--- START ---
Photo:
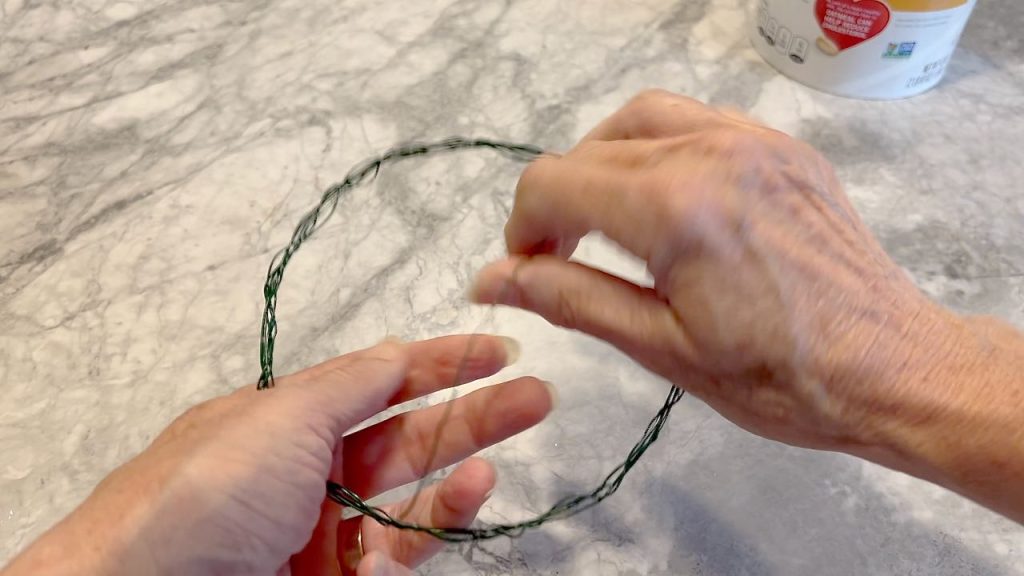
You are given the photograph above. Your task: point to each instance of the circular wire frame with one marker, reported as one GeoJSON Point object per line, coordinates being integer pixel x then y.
{"type": "Point", "coordinates": [364, 173]}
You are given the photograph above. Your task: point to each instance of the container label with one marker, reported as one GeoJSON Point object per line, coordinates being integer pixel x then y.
{"type": "Point", "coordinates": [848, 23]}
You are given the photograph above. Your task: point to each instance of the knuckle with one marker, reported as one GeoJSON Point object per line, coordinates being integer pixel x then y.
{"type": "Point", "coordinates": [567, 309]}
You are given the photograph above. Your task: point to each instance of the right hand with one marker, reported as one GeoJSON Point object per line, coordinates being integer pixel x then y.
{"type": "Point", "coordinates": [771, 300]}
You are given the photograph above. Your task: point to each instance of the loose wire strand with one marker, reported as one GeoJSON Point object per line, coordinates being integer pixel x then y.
{"type": "Point", "coordinates": [364, 173]}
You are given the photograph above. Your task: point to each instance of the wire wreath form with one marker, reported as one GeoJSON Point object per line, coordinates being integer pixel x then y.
{"type": "Point", "coordinates": [365, 173]}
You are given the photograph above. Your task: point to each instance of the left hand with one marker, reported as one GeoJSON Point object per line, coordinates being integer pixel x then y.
{"type": "Point", "coordinates": [237, 484]}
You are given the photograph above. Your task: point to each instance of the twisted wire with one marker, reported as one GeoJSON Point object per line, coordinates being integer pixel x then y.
{"type": "Point", "coordinates": [364, 173]}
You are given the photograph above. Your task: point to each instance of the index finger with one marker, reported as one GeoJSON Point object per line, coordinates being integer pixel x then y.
{"type": "Point", "coordinates": [558, 201]}
{"type": "Point", "coordinates": [654, 114]}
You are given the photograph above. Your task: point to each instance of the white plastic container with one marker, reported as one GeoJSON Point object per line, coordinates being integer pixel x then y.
{"type": "Point", "coordinates": [869, 49]}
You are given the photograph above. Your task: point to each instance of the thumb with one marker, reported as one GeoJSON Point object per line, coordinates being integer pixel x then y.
{"type": "Point", "coordinates": [632, 318]}
{"type": "Point", "coordinates": [378, 564]}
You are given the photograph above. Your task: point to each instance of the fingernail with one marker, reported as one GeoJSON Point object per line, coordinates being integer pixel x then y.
{"type": "Point", "coordinates": [512, 350]}
{"type": "Point", "coordinates": [385, 567]}
{"type": "Point", "coordinates": [552, 393]}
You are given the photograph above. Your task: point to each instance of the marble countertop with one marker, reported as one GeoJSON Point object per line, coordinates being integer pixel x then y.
{"type": "Point", "coordinates": [154, 157]}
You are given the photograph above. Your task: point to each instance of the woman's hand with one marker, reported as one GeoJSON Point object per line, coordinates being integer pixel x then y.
{"type": "Point", "coordinates": [237, 484]}
{"type": "Point", "coordinates": [771, 300]}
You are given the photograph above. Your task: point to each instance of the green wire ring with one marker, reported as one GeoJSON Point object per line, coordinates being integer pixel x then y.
{"type": "Point", "coordinates": [366, 172]}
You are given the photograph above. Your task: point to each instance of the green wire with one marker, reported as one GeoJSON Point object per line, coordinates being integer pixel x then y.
{"type": "Point", "coordinates": [364, 173]}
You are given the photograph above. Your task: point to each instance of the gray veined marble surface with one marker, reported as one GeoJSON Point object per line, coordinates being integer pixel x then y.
{"type": "Point", "coordinates": [155, 155]}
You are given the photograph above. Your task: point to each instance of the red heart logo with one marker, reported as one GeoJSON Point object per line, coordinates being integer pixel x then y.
{"type": "Point", "coordinates": [848, 23]}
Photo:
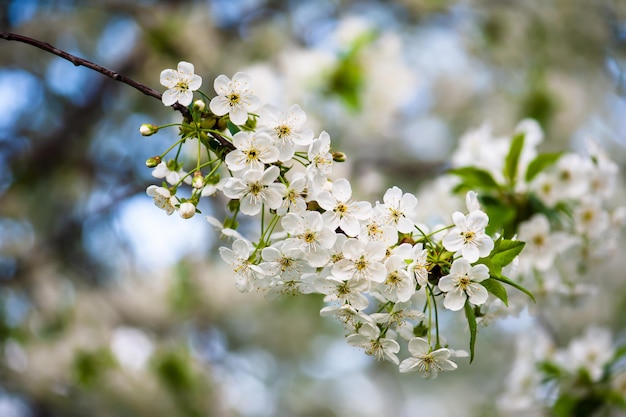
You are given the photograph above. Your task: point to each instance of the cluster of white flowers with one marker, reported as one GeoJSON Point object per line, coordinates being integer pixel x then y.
{"type": "Point", "coordinates": [562, 201]}
{"type": "Point", "coordinates": [566, 379]}
{"type": "Point", "coordinates": [382, 272]}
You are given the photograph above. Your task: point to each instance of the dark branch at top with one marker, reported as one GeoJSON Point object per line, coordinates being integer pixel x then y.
{"type": "Point", "coordinates": [88, 64]}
--- END ---
## Exercise prompt
What is needed is an exact repeat of the lines from the one containing "the red heart" through the last line of the records above, both included, with pictures left out.

## Task result
You are given the photograph above. Your task: point to each instance of the red heart logo with one marker, reported as one GeoJSON Point object per line, coordinates being integer pixel x then y.
{"type": "Point", "coordinates": [848, 23]}
Photo:
You are given the photograph above. Your task: point to each instance of the cluster of white flowers with one marker, reported as one GeoJSON Point object per line, coordinates being integer pixel x then y.
{"type": "Point", "coordinates": [562, 201]}
{"type": "Point", "coordinates": [566, 379]}
{"type": "Point", "coordinates": [382, 272]}
You are given the photograph above. Your task: point to each instance of the dark branch at top with one marker, reported as one GeoJSON Point object per line, coordinates being integer pixel x then y.
{"type": "Point", "coordinates": [88, 64]}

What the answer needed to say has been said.